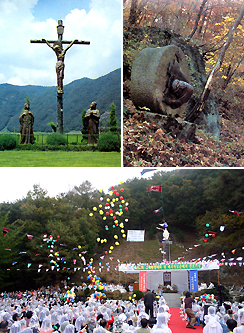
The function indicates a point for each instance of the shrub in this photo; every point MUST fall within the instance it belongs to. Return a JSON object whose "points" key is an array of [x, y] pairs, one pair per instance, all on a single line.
{"points": [[7, 142], [56, 139], [109, 142]]}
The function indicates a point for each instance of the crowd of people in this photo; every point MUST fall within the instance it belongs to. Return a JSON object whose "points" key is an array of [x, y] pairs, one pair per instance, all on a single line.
{"points": [[46, 311], [213, 317]]}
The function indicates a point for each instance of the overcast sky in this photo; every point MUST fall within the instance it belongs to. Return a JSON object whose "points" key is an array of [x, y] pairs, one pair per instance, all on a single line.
{"points": [[16, 182], [23, 63]]}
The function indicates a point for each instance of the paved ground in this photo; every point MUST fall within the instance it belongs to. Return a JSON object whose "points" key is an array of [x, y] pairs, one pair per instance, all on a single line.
{"points": [[172, 299]]}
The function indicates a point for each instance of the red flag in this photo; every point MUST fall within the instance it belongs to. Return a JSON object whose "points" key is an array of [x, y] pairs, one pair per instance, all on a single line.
{"points": [[155, 188], [5, 231]]}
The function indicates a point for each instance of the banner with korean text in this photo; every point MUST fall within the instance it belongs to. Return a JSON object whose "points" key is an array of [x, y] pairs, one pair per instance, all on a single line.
{"points": [[193, 280], [143, 281]]}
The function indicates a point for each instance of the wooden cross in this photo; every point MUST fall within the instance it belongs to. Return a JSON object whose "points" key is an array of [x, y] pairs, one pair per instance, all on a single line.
{"points": [[57, 47]]}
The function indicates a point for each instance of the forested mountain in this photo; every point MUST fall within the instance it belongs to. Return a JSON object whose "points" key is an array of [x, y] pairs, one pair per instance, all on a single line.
{"points": [[85, 223], [204, 27], [78, 95]]}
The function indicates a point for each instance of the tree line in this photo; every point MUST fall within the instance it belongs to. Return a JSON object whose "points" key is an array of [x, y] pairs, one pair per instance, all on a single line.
{"points": [[72, 224]]}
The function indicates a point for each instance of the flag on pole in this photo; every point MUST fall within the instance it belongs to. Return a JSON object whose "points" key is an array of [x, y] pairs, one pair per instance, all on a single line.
{"points": [[158, 210], [155, 188], [146, 170], [5, 231]]}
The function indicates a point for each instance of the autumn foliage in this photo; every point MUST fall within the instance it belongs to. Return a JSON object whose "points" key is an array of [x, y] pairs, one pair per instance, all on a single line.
{"points": [[216, 19]]}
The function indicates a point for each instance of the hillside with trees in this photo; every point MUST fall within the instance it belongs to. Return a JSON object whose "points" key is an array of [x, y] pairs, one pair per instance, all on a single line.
{"points": [[213, 32], [48, 239], [78, 96]]}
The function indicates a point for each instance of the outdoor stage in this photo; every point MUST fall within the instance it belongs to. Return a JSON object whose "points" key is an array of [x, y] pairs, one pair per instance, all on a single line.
{"points": [[177, 325]]}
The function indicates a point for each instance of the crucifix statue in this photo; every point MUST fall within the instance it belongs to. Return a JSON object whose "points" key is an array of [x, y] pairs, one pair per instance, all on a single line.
{"points": [[57, 47]]}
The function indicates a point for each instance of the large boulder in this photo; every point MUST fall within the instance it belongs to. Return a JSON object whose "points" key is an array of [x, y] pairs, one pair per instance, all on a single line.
{"points": [[209, 118], [149, 76]]}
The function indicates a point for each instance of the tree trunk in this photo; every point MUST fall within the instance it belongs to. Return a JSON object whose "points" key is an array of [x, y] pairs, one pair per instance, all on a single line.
{"points": [[133, 12], [200, 105], [197, 20]]}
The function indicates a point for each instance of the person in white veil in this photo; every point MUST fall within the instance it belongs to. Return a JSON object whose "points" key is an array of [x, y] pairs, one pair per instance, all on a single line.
{"points": [[211, 314], [16, 327], [212, 323], [162, 324], [161, 309], [46, 326], [80, 321], [69, 329], [240, 322]]}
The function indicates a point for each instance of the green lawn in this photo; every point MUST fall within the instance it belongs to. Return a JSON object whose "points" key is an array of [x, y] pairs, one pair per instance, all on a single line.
{"points": [[59, 159]]}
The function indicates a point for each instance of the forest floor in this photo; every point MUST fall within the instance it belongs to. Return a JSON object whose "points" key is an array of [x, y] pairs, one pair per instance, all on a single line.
{"points": [[157, 149]]}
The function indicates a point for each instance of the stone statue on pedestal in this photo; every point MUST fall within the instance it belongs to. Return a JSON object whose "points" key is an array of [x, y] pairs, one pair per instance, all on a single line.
{"points": [[26, 120]]}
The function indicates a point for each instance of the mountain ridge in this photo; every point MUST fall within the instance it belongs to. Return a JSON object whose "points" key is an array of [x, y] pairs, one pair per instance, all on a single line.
{"points": [[78, 95]]}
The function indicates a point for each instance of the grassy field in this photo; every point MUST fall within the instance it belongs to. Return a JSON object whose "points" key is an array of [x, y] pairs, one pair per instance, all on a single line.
{"points": [[59, 159]]}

## REQUIRED TASK
Convert the listing above into a numbered list of its lines, omitting blank lines and leaving out the pictures.

## SOLUTION FOR THIS PROBLEM
1. The function indicates a point for each instance of the shrub in this photo; every point MUST fall within the instance it belongs to. Return a JSON object whose "points" key is an array of [x, y] pairs, one pair per instance, all on a single line.
2. {"points": [[7, 142], [56, 139], [109, 142]]}
3. The function indicates a point for each instance of the crowd of people in this photo; every point MUST fall within the instance it belongs to. Return a JSON object whose "points" key is an array of [x, y] pairs, one pair per instance, all on a single line.
4. {"points": [[46, 311], [213, 317]]}
5. The function indicates a point for each instance of the overcast sky in this photo; every point MUST fall within the instance it belongs to. Return a JSON object whose "points" key is an array of [x, y] pairs, one pair per instance, all on a single line.
6. {"points": [[16, 182], [23, 63]]}
7. The function indicates a point for each instance of the paved ground in this photo; every point MUST fall within the instance it belongs to. Return a JSON object whose "points" key is an array of [x, y] pairs, one pair per instance, all on a single line.
8. {"points": [[172, 299]]}
9. The function indicates a point for each instance of the red flag in this photo; every point MUST fall within the instance it belongs to. Return a JSON object whose "points" key is an array of [x, y] pairs, one pair per instance, all on a single line.
10. {"points": [[155, 188], [5, 231]]}
11. The function indicates a point for each instance of the banner with korean text in this photo; every point MUST fall within the instance it belongs to. Return a JSON object whose "points" key is an array of [x, y] pairs, one pair per instance, all on a single line.
12. {"points": [[193, 280], [143, 281]]}
13. The function indicates a point for each instance of the wooden cross in this photo; every point MUST fall within the instance it belongs to. Return a JSON object whose "points" key is an array of [x, y] pairs, one pair per instance, all on a single line.
14. {"points": [[57, 47]]}
15. The function indicates a point for each instance of the forested mountain in this photo; every point MUST fall within the instance it belongs to. Return a JSON object whose "points" key is an array of [x, y] pairs, one pair per instance, all on a single line.
16. {"points": [[85, 223], [204, 27], [78, 95]]}
17. The function indicates a point for each instance of the tree line in this photo; every point MUST fall within the instance it belongs to. Return a JSON object whose "points" key is an array of [x, y] pairs, one pair per instance, all on a single line.
18. {"points": [[72, 224]]}
19. The function indicates a point for each instance of the flag on pole in this photo; every point MUST fall within the instance it belongs to. Return a JSON object whose "points" key is an array of [x, y] pairs, one pair per instance, all on a single line.
20. {"points": [[158, 210], [155, 188], [146, 170], [5, 231]]}
21. The function indicates a point for each instance of the autumn foliage in this photo; every point MUST fall within the instance it belongs to. Return a JSON object whose "points" key is an array of [x, y] pairs, one pair per instance, all on a single line.
22. {"points": [[216, 19]]}
23. The function indicates a point for each instance of the hillside with trees in this photo; every point MUST fall within the instance it belongs to. Return a JSON object whose "points" key is an array of [x, y] pairs, one pair per instance, all on a single line.
24. {"points": [[213, 32], [48, 239], [78, 96]]}
25. The function indicates a point for each instance of the outdoor stage in this photo; every point MUST fall within the instance it belongs to. Return a JSON object whose "points" key is an array of [x, y] pairs, one pair per instance, all on a single line.
26. {"points": [[177, 325]]}
27. The function indicates a point for each instance of the crucifix statue in this photo; every point MUST fall within the instance it belongs to. Return a JSON object whose "points" key is an array of [x, y] pairs, one pair per instance, all on a single line.
28. {"points": [[57, 47]]}
29. The function indicates a point for each instance of the large boulder in this photo; every point MUST fall within the instance it belongs to. Return a JSON object whose "points" key is an array of [x, y] pairs, one pair per instance, all on a single line.
30. {"points": [[209, 118], [149, 76]]}
31. The function indicates a point for each instance of the tree trunk in this photo; every point MUST fall within the instance it belongs to. Return a JSON object whose "points" key is an array of [x, y] pairs, one pair per instance, all on a single line.
32. {"points": [[133, 12], [200, 105], [197, 20]]}
33. The function indicates a point for each instance of the person in white veil in this photo; every point MUST fall within the instance it belongs to. Return a JSON object whose "points" key is an array of [x, y] pairs, one pair per instance, all on a single line.
34. {"points": [[211, 314], [16, 327], [212, 323], [162, 324], [161, 309], [46, 326], [80, 321], [69, 329], [240, 322]]}
35. The function indicates a point for each instance of the green lawn in this photo; every point MUST fall within the instance it belongs to. Return a JSON object whose "points" key is an array of [x, y] pairs, one pair per instance, all on a single line.
36. {"points": [[59, 159]]}
37. The function indicates a point for each instance of the forest floor in this photo; every point MUST fall within the instance it belongs to. Return a JSON object whose "points" key is an array of [x, y] pairs, one pair per instance, all on a single line.
38. {"points": [[157, 149]]}
39. The function indicates a point for each instance of the stone statue on pedestal in this photo; every point MUST fall within the instance it belongs to. Return a JSON object whose "points" key is an array of [x, y] pairs, one pair per instance, all on a single line.
40. {"points": [[26, 120]]}
41. The function indicates a point for each instance of the mountain ridge in this photo; every point MUST fall within the instance it belongs to. Return a JSON object whose "points" key is an array of [x, y] pairs, one pair per instance, all on a single line.
42. {"points": [[78, 95]]}
43. The function indicates a point for each instance of the grassy field in this photo; every point MUST fall within the instance it belongs to. Return a JSON object whose "points" key is an array of [x, y] pairs, one pair per instance, all on a single line.
44. {"points": [[59, 159]]}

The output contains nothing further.